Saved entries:

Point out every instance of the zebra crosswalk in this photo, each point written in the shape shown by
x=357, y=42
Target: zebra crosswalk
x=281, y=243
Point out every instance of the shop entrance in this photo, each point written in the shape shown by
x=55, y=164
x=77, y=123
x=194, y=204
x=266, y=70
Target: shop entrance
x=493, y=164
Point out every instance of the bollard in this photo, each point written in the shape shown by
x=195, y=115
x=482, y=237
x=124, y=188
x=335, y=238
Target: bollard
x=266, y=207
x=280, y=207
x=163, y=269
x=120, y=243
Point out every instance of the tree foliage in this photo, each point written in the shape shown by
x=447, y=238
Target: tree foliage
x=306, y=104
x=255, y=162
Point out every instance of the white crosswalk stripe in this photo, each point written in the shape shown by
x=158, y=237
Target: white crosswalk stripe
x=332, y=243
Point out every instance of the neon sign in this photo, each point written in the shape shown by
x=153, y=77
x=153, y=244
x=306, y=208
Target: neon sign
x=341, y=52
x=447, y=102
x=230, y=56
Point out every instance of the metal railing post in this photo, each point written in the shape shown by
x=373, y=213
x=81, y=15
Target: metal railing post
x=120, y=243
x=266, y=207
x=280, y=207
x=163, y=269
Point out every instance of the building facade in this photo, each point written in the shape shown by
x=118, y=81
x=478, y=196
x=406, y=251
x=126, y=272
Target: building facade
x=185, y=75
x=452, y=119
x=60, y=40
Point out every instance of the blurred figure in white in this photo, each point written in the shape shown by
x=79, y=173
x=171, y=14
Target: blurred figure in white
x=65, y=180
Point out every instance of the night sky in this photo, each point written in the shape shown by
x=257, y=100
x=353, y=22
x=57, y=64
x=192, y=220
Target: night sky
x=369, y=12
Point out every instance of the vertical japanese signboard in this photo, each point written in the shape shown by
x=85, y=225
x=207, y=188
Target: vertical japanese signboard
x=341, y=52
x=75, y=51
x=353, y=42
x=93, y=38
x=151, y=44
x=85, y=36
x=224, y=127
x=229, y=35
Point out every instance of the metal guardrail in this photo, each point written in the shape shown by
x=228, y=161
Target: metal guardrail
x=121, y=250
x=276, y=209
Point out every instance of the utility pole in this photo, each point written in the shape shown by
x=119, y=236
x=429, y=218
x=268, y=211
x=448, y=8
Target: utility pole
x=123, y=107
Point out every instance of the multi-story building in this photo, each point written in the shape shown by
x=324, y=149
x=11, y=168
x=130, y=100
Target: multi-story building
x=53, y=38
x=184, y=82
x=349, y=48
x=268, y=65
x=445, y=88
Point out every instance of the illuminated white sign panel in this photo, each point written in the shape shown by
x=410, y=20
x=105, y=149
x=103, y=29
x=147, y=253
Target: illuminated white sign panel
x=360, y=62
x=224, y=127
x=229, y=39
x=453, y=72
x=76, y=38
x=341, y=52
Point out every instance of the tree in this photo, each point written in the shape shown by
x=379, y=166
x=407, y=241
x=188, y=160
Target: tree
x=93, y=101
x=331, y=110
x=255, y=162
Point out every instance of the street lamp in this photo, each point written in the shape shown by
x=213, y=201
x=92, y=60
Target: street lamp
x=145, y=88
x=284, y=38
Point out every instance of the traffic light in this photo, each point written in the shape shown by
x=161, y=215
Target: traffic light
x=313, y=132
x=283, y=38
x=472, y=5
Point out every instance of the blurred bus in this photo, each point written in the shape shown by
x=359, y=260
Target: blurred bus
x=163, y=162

AIM OF THE EXERCISE
Please repeat the records so that each one reads exactly as it does above.

SOLUTION
Point out every instance of the zebra crosswalk in this photo, each point written in the shape shown by
x=357, y=42
Target: zebra crosswalk
x=281, y=243
Point out every instance of the shop entrance in this photo, each point written in the shape shown by
x=55, y=164
x=77, y=123
x=194, y=204
x=266, y=70
Target: shop entrance
x=493, y=164
Point out every instance of the bollard in this photo, each point written in the shape shown by
x=195, y=115
x=482, y=237
x=124, y=188
x=335, y=238
Target: bollard
x=266, y=207
x=280, y=207
x=163, y=269
x=120, y=243
Point out every instance of the tree foliage in this photo, each point written in the shape shown by
x=447, y=238
Target: tree foliage
x=306, y=104
x=255, y=162
Point out every instance of the white crosswalk stripe in this photo, each point written in the shape shown by
x=158, y=237
Target: white crosswalk stripe
x=332, y=243
Point out every instance of the neon sign in this photo, each point written in the shape shown by
x=153, y=77
x=153, y=244
x=306, y=208
Target: neon sign
x=341, y=52
x=447, y=102
x=230, y=56
Point out every instance of the metal railing post in this photo, each point written in the shape shown by
x=373, y=213
x=81, y=15
Target: metal railing post
x=120, y=243
x=266, y=207
x=280, y=207
x=163, y=269
Point out every instance of the building facade in this photo, each point written in the shape shown by
x=118, y=81
x=478, y=196
x=406, y=251
x=126, y=272
Target: building facade
x=185, y=75
x=452, y=119
x=60, y=40
Point out every instance of the blurred figure in white in this photo, each point written in the shape shown by
x=79, y=173
x=171, y=14
Target: blurred figure in white
x=65, y=180
Point out every instance of the night sky in this photo, each point written in the shape shown by
x=257, y=100
x=353, y=22
x=57, y=64
x=192, y=220
Target: night sky
x=369, y=12
Point out every instance of the vertical japanese signboard in this photo, each point written in the shape shown by
x=85, y=225
x=207, y=188
Target: vertical japanese signboard
x=341, y=52
x=75, y=51
x=353, y=42
x=93, y=38
x=151, y=44
x=85, y=36
x=224, y=127
x=229, y=35
Point out every instance of the metal guardrail in this photo, each point written in the shape shown by
x=228, y=161
Target: metal guardrail
x=121, y=250
x=276, y=209
Point out every instance of the utility pole in this photo, each point written in the shape shown by
x=119, y=236
x=429, y=218
x=268, y=211
x=448, y=8
Target: utility pole
x=123, y=107
Point out every instance of the multi-story building in this photo, each point written in the shape shown by
x=324, y=149
x=11, y=168
x=130, y=100
Target: multi-story building
x=53, y=38
x=184, y=82
x=349, y=48
x=268, y=65
x=445, y=88
Point out every instance of the illuminated white sign panel in this photo, each point written in the shape shown by
x=410, y=20
x=105, y=149
x=103, y=29
x=147, y=253
Target: illuminated white sign panel
x=360, y=62
x=224, y=127
x=229, y=39
x=453, y=72
x=76, y=38
x=341, y=52
Point out every instance of the tree in this photo, each point written in the shape shown by
x=379, y=166
x=407, y=241
x=188, y=160
Target: tree
x=93, y=101
x=331, y=110
x=255, y=162
Point out every instance of the street lamp in this photo, each point written in the shape shown by
x=213, y=201
x=92, y=60
Target: street lamp
x=145, y=88
x=284, y=38
Point out every instance of the traffic light in this photo, each point written in the shape shown by
x=161, y=215
Target: traffic light
x=313, y=132
x=283, y=38
x=472, y=5
Point out every instance of the blurred bus in this photo, each point written in the shape shown by
x=359, y=260
Target: blurred bus
x=163, y=162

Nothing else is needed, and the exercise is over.